**OBJECTIVE**
Repeat the records below exactly, leaving out any pictures.
====== ENTRIES SHOWN ======
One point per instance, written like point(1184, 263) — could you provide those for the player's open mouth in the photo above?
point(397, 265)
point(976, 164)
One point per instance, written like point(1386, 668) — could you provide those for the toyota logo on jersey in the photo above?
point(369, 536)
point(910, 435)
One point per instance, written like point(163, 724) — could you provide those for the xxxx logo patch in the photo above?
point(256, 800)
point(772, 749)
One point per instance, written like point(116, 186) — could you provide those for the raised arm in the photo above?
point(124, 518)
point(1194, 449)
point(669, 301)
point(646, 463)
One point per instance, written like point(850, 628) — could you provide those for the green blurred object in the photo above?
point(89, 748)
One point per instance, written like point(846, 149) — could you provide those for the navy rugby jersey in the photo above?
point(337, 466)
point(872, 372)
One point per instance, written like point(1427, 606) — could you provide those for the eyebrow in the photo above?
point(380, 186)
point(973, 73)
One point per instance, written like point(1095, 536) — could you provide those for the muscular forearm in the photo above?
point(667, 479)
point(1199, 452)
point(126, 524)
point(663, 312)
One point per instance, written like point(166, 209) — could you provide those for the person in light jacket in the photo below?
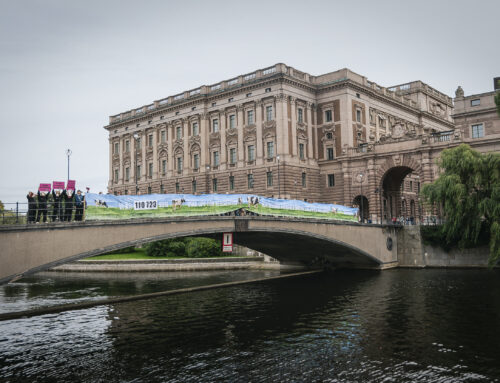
point(68, 198)
point(79, 205)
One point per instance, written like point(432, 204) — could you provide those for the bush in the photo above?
point(203, 248)
point(191, 247)
point(166, 248)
======
**SOLUTION FOR THIS TASK**
One point per instance, written like point(1184, 263) — could you provide those for the player's open mouth in the photo above?
point(397, 265)
point(976, 164)
One point per instance, written like point(1386, 668) — could you provide those for the toyota logo on jersey in the photo above?
point(369, 536)
point(910, 435)
One point per instance, written like point(163, 724) — could you provide those for the xxxx logo patch in the photo above?
point(256, 800)
point(772, 749)
One point per instance, written like point(116, 186) — could you provide those for the raised arm in the photo above?
point(124, 518)
point(1194, 449)
point(669, 301)
point(646, 463)
One point per instance, written like point(850, 628) — could you provide those for the green blurred object in the photo above?
point(89, 748)
One point per instance, written like point(846, 149) — could you provide those for the navy rugby jersey in the photo above?
point(337, 466)
point(872, 372)
One point per instance, written like point(1427, 606) — could you provide those for the eyebrow in the photo above?
point(380, 186)
point(973, 73)
One point per instance, written like point(1095, 536) — could you provide those for the muscular forearm in the photo above?
point(667, 479)
point(1199, 452)
point(126, 524)
point(663, 312)
One point per instance, written like point(166, 209) — could you provide those for the person in light jacket in the photo below?
point(68, 198)
point(79, 205)
One point per instance, written like point(432, 204) — could you provide those for the bush in the photo above?
point(203, 248)
point(191, 247)
point(166, 248)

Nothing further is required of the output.